* _Required task_:
Take the line that contains "Every instance of the storefront facade" and all lines after it, up to and including the last line of the data, and write them out exactly; nothing else belongs in the answer.

* _Input data_:
○ ○ ○
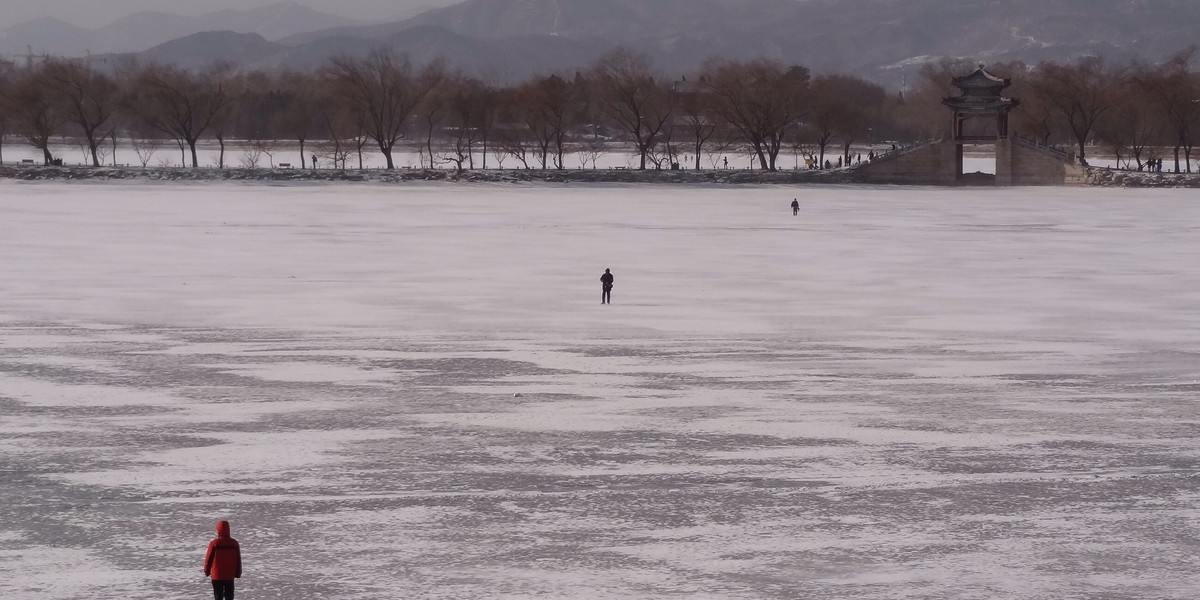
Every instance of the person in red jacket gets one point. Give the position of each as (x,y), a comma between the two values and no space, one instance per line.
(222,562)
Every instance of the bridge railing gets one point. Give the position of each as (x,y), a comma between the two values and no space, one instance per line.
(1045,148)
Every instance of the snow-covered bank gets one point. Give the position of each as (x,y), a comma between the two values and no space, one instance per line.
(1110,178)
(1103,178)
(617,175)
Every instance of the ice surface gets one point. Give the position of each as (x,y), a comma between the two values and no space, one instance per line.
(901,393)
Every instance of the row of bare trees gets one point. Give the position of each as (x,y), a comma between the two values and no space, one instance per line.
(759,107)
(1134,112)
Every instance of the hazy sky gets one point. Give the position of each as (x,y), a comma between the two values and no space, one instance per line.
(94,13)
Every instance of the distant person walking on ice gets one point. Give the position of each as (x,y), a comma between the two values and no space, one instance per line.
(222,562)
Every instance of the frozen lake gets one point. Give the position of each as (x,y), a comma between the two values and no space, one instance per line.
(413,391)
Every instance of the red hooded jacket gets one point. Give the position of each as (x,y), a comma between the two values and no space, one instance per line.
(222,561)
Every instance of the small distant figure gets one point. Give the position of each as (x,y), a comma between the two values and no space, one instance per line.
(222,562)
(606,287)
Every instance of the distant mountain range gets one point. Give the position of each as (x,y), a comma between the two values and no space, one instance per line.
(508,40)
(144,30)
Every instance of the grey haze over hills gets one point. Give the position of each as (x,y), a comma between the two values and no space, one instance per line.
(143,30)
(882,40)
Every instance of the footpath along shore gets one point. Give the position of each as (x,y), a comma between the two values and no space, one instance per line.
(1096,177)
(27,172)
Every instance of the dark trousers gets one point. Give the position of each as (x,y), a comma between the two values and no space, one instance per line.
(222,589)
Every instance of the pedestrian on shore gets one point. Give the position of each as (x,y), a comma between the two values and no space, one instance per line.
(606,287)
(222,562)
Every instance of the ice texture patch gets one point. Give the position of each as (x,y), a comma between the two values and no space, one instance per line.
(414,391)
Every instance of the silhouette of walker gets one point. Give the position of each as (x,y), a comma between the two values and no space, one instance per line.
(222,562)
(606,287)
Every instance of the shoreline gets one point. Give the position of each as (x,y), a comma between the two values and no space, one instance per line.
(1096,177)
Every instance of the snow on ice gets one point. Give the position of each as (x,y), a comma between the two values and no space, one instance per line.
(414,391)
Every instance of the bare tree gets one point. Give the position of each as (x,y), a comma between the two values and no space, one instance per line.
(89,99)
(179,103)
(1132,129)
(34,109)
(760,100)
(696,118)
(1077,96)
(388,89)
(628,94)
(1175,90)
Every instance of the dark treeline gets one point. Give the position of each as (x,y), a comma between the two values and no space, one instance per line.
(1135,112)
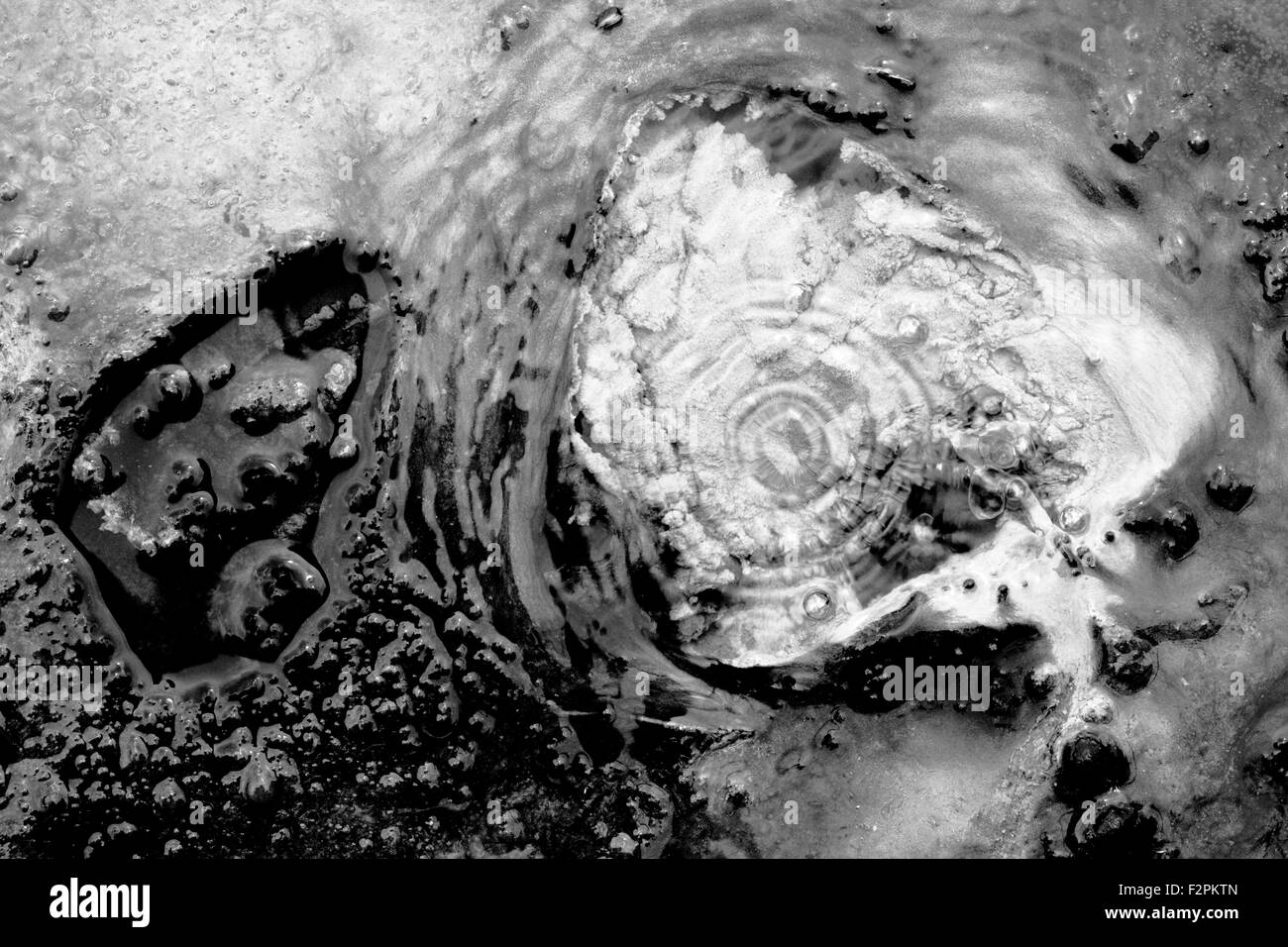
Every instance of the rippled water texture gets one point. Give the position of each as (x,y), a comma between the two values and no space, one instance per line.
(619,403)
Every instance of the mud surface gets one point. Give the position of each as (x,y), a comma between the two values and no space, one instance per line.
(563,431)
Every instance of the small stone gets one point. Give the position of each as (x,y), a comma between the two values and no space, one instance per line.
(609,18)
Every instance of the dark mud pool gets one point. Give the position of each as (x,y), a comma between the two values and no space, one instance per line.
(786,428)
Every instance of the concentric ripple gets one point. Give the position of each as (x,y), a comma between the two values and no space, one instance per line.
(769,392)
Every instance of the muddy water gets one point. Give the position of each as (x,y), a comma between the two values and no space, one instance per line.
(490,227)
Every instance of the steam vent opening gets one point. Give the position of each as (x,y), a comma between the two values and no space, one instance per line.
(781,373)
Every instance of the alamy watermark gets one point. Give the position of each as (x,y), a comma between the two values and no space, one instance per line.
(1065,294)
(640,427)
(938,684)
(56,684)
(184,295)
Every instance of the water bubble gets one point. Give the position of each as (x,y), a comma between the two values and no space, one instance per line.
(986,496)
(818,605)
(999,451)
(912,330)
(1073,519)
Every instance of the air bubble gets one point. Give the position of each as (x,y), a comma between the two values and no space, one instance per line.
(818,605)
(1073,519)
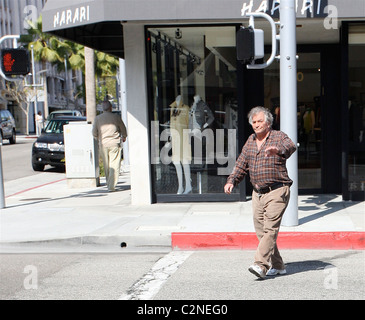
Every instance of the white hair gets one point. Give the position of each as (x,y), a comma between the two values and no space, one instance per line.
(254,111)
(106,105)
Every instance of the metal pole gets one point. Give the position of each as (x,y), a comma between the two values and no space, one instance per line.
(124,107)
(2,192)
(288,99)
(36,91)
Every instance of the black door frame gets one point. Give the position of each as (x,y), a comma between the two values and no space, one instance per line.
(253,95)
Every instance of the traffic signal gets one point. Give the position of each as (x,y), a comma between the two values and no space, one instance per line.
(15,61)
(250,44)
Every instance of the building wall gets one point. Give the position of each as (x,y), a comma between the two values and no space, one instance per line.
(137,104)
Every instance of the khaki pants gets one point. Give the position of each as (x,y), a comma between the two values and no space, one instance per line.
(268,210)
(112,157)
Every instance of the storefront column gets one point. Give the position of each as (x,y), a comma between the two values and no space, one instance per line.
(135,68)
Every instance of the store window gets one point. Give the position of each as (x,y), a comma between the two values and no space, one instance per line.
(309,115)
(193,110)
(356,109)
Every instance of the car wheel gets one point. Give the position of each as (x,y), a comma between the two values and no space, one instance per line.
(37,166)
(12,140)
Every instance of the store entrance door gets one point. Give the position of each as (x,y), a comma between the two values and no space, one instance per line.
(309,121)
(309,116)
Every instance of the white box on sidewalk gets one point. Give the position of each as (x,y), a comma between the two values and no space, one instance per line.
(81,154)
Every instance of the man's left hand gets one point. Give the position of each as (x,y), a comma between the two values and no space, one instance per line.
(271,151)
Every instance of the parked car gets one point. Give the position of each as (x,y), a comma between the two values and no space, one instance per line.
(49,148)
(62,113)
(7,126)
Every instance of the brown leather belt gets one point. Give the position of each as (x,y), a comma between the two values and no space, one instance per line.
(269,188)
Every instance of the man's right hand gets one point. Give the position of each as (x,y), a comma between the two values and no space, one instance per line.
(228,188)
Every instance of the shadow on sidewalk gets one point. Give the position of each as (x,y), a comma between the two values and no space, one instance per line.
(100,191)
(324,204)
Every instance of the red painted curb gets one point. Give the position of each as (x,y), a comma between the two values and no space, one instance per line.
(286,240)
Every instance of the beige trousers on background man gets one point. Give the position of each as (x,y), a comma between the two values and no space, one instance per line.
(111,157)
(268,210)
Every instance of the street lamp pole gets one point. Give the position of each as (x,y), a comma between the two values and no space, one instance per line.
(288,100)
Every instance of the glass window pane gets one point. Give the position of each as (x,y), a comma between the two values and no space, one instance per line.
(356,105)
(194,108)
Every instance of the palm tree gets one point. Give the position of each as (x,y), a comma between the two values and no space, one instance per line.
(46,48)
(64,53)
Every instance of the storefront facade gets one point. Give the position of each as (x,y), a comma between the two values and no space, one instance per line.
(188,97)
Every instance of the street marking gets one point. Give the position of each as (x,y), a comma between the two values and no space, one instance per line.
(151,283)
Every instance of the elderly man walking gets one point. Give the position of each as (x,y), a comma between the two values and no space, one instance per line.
○ ○ ○
* _Response_:
Every instance of the storefront facade gets one point. Give the position of each as (x,y), a comma between the two values and no space, one instance per line.
(188,97)
Every instance of the street marking gets one point. Give the position of each as (x,y), a comma between the two values and no space, one instance per line.
(151,283)
Every instance of the elderly man walking gets one point. Give the position of each as (x,y), a comma between the two values and no space, one instance per line.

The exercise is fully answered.